§ **The request**:
Copy each of these items word for word, keeping every line as it stands.
************
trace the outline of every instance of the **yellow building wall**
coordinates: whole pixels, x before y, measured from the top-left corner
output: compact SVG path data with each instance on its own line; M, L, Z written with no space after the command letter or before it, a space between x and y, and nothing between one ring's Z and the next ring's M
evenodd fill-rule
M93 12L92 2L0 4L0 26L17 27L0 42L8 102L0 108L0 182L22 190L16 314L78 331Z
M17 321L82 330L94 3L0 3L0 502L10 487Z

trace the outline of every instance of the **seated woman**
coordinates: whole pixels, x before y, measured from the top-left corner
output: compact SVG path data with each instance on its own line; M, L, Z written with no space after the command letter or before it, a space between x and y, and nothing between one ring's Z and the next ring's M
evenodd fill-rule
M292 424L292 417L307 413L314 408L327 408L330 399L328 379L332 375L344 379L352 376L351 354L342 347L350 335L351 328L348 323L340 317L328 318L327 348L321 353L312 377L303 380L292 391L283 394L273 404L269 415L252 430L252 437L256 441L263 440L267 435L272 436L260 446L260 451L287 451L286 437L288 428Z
************
§ **Reply**:
trace the outline of every instance of the **yellow building wall**
coordinates: whole pixels, x before y, measured from the top-left corner
output: compact SVG path data with each instance on its own line; M, L, Z written with no space after the command letter or before it, a space between x and y, and nothing between one ring's Z and the next ring's M
evenodd fill-rule
M93 12L92 2L0 4L0 26L17 27L0 42L8 102L0 108L0 182L22 190L16 314L78 331Z
M17 321L82 330L94 3L0 3L0 502L10 487Z

trace the outline of every instance of the **seated woman**
coordinates: whole pixels, x before y, measured from the top-left corner
output: compact SVG path data with each instance on its own line; M, L, Z written with no space after the command letter or before it, a space between x and y, and nothing between one ring's Z and the next ring's M
evenodd fill-rule
M292 424L292 417L307 413L314 408L327 408L330 399L328 379L332 375L344 379L352 376L351 354L342 347L350 335L351 328L348 323L340 317L328 318L327 348L321 353L312 377L303 380L292 391L283 394L273 404L269 415L252 430L252 437L256 441L263 440L267 435L272 436L260 446L260 451L287 451L286 437L288 428Z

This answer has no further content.